Please pull out every line in the records below that contains the string "sheep". Case counts.

Dataset excerpts about object pointing:
+--
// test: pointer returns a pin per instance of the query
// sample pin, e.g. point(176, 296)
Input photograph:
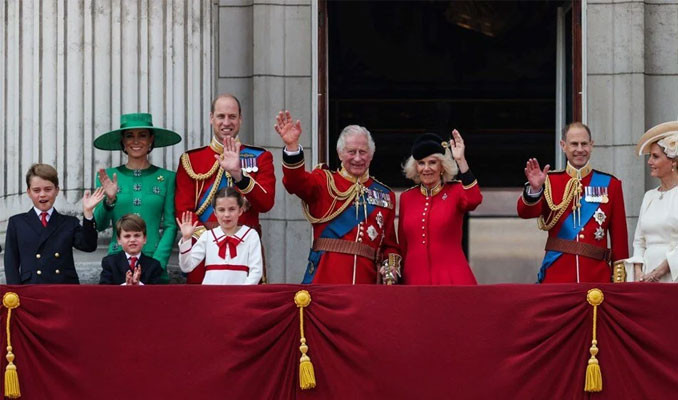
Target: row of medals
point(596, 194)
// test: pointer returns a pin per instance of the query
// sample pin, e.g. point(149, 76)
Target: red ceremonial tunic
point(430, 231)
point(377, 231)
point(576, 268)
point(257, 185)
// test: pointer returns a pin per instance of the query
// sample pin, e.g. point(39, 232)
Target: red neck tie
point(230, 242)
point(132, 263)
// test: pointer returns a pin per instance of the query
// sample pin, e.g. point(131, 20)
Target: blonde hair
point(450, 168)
+--
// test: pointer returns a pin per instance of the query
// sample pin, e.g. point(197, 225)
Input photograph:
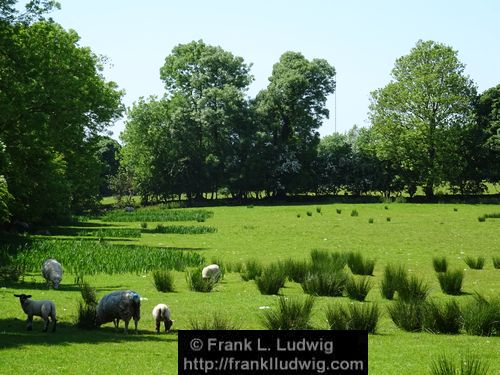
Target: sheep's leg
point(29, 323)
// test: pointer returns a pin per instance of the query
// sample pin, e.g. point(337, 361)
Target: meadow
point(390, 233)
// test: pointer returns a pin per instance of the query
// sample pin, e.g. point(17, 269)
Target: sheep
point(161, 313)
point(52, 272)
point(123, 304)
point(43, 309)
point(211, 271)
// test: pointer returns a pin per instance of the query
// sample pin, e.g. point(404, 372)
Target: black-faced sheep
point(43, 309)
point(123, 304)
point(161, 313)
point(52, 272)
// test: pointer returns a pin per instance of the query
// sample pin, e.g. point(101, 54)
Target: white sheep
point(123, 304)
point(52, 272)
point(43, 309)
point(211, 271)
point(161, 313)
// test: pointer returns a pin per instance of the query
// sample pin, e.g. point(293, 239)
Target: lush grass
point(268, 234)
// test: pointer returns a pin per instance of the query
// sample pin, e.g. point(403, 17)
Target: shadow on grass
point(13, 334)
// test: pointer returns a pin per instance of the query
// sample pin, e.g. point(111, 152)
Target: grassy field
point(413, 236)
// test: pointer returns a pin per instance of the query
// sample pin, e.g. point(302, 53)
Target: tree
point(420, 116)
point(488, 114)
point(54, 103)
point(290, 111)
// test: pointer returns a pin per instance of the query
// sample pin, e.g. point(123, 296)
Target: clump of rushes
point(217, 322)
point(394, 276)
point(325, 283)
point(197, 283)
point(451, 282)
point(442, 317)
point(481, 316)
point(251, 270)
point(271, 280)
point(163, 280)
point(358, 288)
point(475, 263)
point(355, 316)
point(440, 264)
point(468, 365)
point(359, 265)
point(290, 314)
+--
* **ANSWER TO THE PROBLEM**
Target: sheep's leg
Target: sheep
Target: black-faced sheep
Target: white sheep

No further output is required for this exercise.